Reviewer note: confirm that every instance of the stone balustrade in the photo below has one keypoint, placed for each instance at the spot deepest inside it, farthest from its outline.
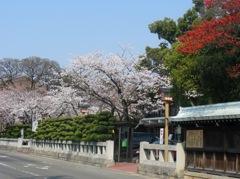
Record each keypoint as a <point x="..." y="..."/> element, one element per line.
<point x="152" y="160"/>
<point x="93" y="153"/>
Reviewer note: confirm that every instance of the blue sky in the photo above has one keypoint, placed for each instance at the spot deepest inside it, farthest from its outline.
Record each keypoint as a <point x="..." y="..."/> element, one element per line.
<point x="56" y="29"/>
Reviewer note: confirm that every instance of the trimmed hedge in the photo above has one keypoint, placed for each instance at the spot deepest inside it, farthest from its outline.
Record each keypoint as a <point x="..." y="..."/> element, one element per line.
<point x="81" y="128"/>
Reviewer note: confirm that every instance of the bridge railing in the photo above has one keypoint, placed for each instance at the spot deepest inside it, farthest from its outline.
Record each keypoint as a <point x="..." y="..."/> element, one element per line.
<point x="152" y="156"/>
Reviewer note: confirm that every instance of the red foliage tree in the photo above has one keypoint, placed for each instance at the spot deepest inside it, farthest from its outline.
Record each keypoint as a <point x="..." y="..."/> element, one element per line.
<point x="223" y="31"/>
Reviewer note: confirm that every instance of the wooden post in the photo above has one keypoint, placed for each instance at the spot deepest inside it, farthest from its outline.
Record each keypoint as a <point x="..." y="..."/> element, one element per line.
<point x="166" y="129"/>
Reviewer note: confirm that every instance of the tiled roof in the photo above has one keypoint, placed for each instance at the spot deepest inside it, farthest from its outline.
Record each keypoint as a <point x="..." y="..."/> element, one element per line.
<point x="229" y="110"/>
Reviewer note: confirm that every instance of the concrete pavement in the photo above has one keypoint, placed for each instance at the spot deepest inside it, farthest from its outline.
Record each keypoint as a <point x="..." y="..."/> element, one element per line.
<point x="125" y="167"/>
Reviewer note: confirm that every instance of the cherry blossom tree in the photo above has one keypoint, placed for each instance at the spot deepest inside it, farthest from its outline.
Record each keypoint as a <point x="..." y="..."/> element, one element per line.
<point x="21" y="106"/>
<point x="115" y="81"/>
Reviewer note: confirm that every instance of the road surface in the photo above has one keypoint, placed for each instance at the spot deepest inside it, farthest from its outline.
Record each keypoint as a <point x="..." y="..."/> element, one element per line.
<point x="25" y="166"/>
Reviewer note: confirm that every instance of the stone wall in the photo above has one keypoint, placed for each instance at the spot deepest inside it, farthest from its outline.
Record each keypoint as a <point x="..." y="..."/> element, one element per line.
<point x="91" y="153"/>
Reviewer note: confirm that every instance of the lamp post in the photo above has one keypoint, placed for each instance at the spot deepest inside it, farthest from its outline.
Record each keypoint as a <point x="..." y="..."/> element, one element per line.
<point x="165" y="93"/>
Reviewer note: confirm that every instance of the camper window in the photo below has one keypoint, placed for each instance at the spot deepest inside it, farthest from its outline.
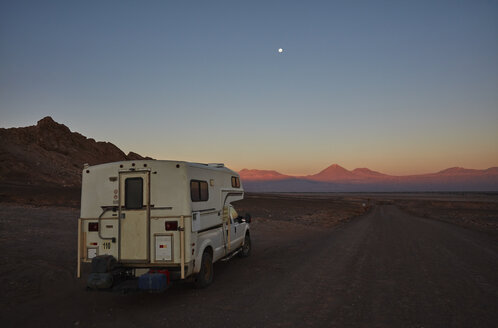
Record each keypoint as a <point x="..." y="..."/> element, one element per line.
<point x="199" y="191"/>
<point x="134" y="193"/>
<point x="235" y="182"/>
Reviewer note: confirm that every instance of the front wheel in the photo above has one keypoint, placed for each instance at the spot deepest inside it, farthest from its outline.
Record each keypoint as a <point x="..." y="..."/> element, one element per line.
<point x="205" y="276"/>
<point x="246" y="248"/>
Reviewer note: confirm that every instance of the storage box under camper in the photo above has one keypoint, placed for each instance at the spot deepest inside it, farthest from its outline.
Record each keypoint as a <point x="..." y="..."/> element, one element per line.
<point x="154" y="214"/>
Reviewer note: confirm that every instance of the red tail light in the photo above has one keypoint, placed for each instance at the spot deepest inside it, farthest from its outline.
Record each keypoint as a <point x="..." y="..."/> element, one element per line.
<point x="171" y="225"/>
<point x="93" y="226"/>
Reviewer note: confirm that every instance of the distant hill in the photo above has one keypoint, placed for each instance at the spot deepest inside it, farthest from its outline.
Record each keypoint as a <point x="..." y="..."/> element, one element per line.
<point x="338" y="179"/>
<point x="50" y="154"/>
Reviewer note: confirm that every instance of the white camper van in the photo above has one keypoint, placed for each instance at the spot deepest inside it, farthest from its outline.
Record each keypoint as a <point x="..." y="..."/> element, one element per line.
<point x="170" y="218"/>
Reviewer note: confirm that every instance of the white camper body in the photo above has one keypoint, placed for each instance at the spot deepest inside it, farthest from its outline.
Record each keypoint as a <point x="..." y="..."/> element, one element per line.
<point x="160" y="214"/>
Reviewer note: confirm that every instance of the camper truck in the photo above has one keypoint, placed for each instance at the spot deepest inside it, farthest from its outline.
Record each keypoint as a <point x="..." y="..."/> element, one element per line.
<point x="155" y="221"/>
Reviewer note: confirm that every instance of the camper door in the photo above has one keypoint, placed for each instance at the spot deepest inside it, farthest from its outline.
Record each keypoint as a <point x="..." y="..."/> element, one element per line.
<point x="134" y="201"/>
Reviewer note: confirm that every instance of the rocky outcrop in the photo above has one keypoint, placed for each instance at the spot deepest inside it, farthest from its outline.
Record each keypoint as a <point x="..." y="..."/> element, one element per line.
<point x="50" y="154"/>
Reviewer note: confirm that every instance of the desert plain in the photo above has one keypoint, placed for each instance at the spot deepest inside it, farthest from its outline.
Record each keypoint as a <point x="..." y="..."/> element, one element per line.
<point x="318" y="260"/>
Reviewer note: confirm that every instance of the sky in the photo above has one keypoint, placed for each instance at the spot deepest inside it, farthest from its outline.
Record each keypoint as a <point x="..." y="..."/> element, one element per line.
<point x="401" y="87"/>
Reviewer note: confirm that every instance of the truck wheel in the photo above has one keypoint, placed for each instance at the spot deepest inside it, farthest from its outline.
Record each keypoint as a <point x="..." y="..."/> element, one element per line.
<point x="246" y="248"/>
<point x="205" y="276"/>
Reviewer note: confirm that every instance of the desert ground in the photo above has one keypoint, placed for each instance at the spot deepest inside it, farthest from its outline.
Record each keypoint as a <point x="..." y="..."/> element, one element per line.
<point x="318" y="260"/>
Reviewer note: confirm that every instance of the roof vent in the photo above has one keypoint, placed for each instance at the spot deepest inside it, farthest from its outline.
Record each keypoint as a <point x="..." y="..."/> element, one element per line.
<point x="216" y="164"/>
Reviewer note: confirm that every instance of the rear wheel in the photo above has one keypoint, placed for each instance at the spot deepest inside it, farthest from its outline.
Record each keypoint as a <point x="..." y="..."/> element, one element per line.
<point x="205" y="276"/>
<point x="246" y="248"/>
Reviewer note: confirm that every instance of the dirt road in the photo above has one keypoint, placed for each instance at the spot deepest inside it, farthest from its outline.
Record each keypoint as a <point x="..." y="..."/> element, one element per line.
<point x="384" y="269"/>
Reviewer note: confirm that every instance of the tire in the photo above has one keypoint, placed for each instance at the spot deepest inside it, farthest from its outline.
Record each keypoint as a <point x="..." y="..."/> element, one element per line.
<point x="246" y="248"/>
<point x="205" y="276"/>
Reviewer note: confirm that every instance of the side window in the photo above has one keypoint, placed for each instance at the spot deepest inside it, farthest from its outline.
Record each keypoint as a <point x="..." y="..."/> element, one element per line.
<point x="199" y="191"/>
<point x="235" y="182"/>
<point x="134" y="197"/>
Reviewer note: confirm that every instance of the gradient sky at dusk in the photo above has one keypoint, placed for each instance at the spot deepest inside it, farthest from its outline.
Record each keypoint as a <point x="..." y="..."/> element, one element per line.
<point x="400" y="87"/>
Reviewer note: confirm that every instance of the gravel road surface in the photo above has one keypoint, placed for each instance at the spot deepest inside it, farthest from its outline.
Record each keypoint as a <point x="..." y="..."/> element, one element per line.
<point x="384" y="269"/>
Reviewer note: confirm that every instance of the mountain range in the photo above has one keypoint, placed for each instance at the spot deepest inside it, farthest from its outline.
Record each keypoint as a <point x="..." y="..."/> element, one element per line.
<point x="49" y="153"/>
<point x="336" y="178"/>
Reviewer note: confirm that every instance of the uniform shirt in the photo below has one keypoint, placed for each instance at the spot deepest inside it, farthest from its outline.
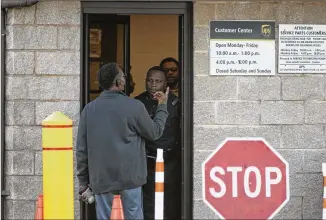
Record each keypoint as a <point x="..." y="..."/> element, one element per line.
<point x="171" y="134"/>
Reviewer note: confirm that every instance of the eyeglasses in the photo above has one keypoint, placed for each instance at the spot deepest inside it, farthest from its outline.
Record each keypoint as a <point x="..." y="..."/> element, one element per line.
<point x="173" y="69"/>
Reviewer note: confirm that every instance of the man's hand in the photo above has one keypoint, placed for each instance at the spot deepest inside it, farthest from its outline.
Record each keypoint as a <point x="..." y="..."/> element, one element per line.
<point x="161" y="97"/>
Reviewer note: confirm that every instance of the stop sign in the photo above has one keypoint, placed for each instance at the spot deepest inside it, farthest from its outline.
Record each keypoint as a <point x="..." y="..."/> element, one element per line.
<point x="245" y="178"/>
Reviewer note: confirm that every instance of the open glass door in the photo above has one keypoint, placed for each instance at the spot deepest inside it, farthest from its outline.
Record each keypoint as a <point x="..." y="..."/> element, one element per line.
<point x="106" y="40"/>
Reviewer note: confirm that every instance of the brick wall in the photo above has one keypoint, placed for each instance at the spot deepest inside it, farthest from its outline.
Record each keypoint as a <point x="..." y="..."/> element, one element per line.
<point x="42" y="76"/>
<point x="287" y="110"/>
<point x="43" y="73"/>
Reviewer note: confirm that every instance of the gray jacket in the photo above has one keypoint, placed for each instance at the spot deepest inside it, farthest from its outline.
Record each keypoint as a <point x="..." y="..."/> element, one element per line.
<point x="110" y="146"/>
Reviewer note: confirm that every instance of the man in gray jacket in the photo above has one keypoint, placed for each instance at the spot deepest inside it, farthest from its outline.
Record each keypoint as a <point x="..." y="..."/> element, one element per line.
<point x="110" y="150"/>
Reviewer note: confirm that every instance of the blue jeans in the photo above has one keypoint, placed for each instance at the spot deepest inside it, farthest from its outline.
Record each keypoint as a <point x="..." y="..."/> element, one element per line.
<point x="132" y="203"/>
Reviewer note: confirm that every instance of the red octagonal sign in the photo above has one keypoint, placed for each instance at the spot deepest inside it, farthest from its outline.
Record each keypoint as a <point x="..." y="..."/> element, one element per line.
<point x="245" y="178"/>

• Work item:
In the material above, locate the line containing "white camper body" and the line containing "Reviewer note: confirm that every instance of the camper truck". Transcribe exactly those two lines and every line between them, and nothing more.

• Answer for this exercise:
Reviewer note: confirm that every instance of the white camper body in the photo above has one keypoint, placed for each instance at the spot deepest inside it, farthest from its outline.
Record each keypoint as a <point x="..." y="..."/> element, one element per line.
<point x="160" y="214"/>
Reviewer note: confirm that every instance of the camper truck in the photo above has one keypoint, placed for each instance at the spot deepest inside it, farthest from its outline.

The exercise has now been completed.